## Begin TEXT

From Going to Meet the Man
America was forged in the cauldron of racism. From chattel slavery to Jim Crow, from the Dred Scott case to the doctrine of separate but equal; from Emmett Till to Martin Luther King Jr., Malcolm X, and on down through Michael Brown, Eric Garner, Trayvon Martin, and Sandra Bland; from Watts and the Rodney King riots to Charlottesville in 2017, the U.S. has seethed with the spasmodic currents of racial animus.
Few writers, speakers, or thinkers have addressed this agonizing history more lucidly or more honestly than James Baldwin. “The truth is that the country does not know what to do with its Black population,” Baldwin wrote in his memoir of the 1960s civil rights movement, No Name in the Street. “Americans will, of course, deny, with horror, that they are dreaming of anything like ‘the final solution’ – those Americans, that is, who are likely to be asked: what goes on in the vast, private hinterland of the American heart can only be guessed at, by observing the way the country goes these days.” Baldwin was better than most at observing the way his country goes and his literary output stands as a sharp rebuke to a bloodstained, fractious national history.
Nowhere is this more apparent than in the title story of his 1965 short fiction collection. A psychologically incisive examination of a rabidly racist cop in the American South during the height of the civil rights era, “Going to Meet the Man” retains every ounce of its power to shock and appall its reader, thanks in large part to Baldwin’s absolute refusal to reserve any detail about the horrors inflicted upon the Black male bodies in the story. A civil rights worker who has been locked up for helping Blacks register to vote is mercilessly tortured while in police custody and the story culminates in one of the most graphic and vicious lynching scenes ever to appear in a work of American fiction.
At the centre of the story is Jesse, a white cop who has risen in the ranks to become deputy sheriff. The setting is never made explicit, though references to Big Jim C. indicate the story likely takes place in Alabama. Jim Clark was sheriff of Dallas County during the 1960s; he was a dedicated segregationist who regularly employed violence and intimidation to prevent Blacks from achieving any civil rights gains and was one of the key figures behind the “Bloody Sunday” assaults on marchers from Selma to Montgomery in 1965. In Baldwin’s story, Big Jim C. (the name is also a sly allusion to Jim Crow) beats up a Black civil rights organizer who is helping register other Blacks to vote. At the jail, Jesse further assaults the man with a cattle prod in a scene that is brutal and degrading, but only a shadow of the violence yet to come.
Baldwin’s tactic in the story is to maintain a close identification between the reader and Jesse, which results in a highly uncomfortable fictional experience. Jesse is an unrepentant bigot who uses his position as cover for inflicting violence and coercing sex out of women he targets when he can’t find satisfaction with his wife, Grace: “Sometimes, sure, like any other man, he knew that he wanted a little more spice than Grace could give him and he would drive over yonder and pick up a Black piece or arrest her, it came to the same thing.”

## End TEXT
## Begin RECORD EXCERPTS

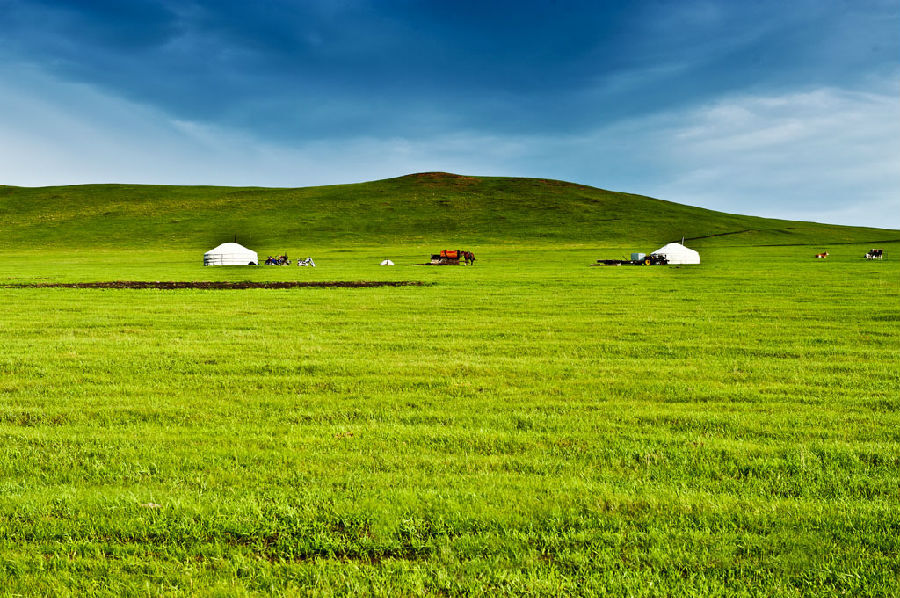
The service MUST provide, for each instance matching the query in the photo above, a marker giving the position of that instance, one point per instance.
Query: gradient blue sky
(785, 109)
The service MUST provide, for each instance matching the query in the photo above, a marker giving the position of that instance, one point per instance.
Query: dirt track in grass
(215, 285)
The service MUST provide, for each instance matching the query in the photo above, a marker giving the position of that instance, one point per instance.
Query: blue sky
(783, 109)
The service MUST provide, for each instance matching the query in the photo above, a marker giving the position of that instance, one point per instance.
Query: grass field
(530, 425)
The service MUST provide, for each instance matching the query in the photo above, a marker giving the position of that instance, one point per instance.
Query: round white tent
(677, 254)
(230, 254)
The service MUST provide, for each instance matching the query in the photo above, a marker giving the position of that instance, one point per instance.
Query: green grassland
(531, 425)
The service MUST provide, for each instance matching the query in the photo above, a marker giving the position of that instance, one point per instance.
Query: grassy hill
(420, 208)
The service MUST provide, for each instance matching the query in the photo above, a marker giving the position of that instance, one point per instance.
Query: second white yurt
(678, 254)
(230, 254)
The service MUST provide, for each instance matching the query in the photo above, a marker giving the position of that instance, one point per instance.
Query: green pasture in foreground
(528, 425)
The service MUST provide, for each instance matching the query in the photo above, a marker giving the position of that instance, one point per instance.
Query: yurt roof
(230, 248)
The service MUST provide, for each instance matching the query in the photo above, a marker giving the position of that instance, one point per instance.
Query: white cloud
(829, 155)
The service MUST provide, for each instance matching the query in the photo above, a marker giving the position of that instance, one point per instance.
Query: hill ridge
(420, 208)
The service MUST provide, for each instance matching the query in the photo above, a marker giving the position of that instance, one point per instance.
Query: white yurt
(230, 254)
(677, 254)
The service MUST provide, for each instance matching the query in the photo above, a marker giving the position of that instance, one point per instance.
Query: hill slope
(421, 208)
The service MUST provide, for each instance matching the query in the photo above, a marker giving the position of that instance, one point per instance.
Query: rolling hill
(419, 208)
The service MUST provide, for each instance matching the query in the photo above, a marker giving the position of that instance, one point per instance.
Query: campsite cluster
(234, 254)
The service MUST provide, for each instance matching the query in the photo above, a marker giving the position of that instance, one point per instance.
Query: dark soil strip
(142, 284)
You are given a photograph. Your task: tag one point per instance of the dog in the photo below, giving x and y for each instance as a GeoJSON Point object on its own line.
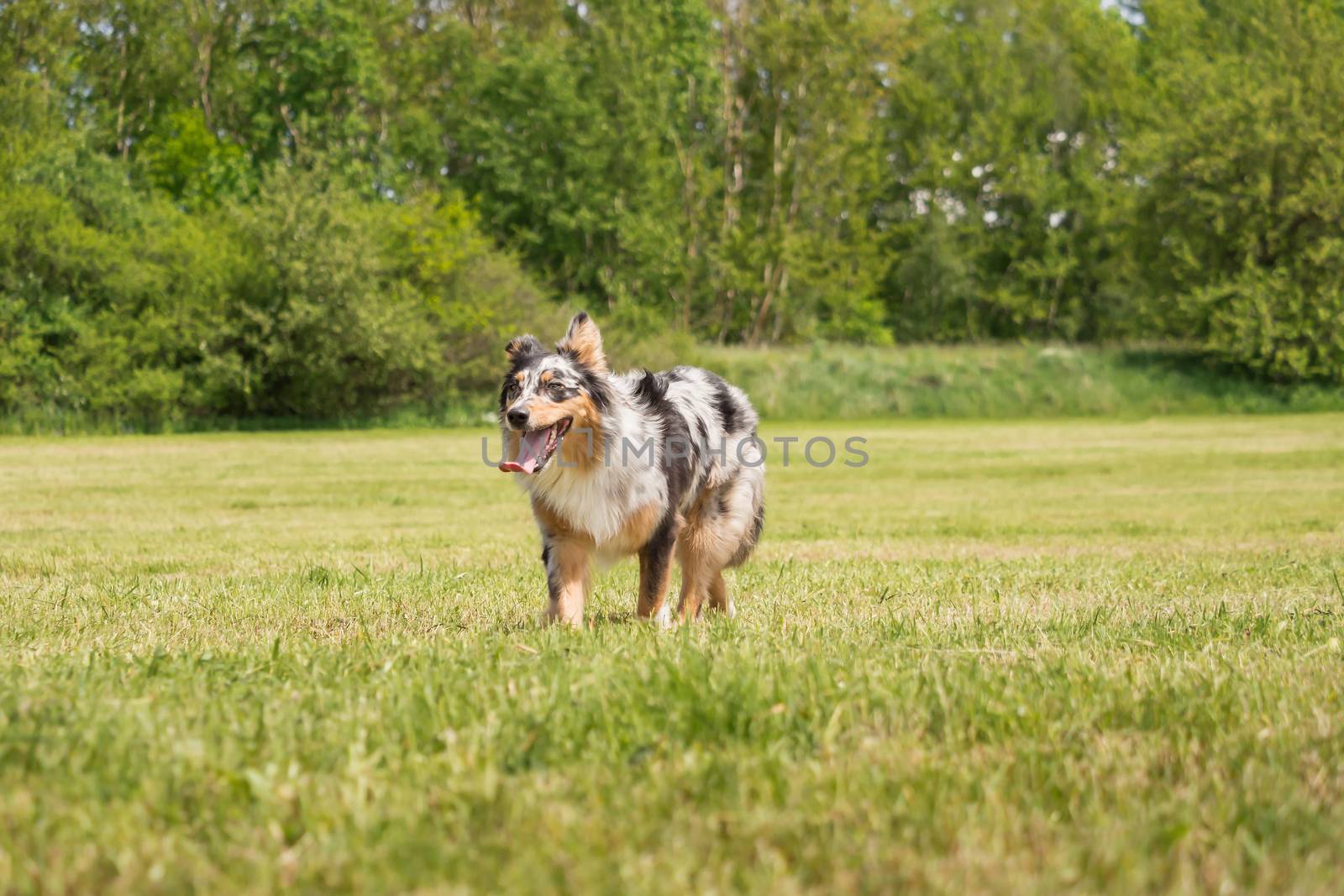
{"type": "Point", "coordinates": [640, 464]}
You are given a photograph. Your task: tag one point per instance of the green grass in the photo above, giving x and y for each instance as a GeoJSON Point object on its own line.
{"type": "Point", "coordinates": [1005, 658]}
{"type": "Point", "coordinates": [848, 382]}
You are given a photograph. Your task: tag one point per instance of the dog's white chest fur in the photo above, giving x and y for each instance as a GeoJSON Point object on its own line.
{"type": "Point", "coordinates": [600, 501]}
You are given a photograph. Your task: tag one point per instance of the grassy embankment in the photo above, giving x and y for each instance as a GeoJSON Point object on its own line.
{"type": "Point", "coordinates": [1005, 658]}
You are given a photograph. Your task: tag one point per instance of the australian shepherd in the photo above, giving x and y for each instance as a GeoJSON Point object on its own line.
{"type": "Point", "coordinates": [632, 464]}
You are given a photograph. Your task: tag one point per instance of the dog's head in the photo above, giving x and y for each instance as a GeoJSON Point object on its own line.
{"type": "Point", "coordinates": [548, 394]}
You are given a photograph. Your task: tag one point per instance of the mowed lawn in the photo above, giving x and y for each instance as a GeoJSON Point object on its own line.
{"type": "Point", "coordinates": [1012, 658]}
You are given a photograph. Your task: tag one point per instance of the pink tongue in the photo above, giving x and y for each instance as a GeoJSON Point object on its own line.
{"type": "Point", "coordinates": [531, 448]}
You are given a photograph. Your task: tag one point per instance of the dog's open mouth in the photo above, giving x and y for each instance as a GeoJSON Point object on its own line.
{"type": "Point", "coordinates": [535, 448]}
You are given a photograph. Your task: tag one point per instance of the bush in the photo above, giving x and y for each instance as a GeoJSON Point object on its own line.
{"type": "Point", "coordinates": [307, 300]}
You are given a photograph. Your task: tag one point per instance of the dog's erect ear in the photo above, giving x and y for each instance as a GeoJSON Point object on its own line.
{"type": "Point", "coordinates": [584, 343]}
{"type": "Point", "coordinates": [521, 345]}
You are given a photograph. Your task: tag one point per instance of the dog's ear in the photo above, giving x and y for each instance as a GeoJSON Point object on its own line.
{"type": "Point", "coordinates": [584, 343]}
{"type": "Point", "coordinates": [521, 345]}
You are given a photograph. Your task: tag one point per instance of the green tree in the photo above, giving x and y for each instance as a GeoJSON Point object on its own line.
{"type": "Point", "coordinates": [1242, 221]}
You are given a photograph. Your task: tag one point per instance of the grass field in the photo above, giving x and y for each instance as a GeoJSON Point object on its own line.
{"type": "Point", "coordinates": [1005, 658]}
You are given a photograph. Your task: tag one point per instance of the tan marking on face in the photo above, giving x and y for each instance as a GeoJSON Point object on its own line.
{"type": "Point", "coordinates": [582, 446]}
{"type": "Point", "coordinates": [585, 342]}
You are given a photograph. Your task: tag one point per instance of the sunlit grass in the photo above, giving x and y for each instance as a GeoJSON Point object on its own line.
{"type": "Point", "coordinates": [1021, 658]}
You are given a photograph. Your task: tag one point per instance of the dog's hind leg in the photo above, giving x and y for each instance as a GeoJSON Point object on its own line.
{"type": "Point", "coordinates": [656, 569]}
{"type": "Point", "coordinates": [719, 600]}
{"type": "Point", "coordinates": [702, 553]}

## End RECORD EXCERPTS

THE TASKS –
(a) Reproduce the passage of the essay on "Going to Meet the Man" word for word, starting with "From Going to" and going on through "of racial animus.".
(b) According to the essay on "Going to Meet the Man," what rank has Jesse risen to in the police?

ANSWERS TO EACH TASK –
(a)
From Going to Meet the Man
America was forged in the cauldron of racism. From chattel slavery to Jim Crow, from the Dred Scott case to the doctrine of separate but equal; from Emmett Till to Martin Luther King Jr., Malcolm X, and on down through Michael Brown, Eric Garner, Trayvon Martin, and Sandra Bland; from Watts and the Rodney King riots to Charlottesville in 2017, the U.S. has seethed with the spasmodic currents of racial animus.

(b) Deputy sheriff.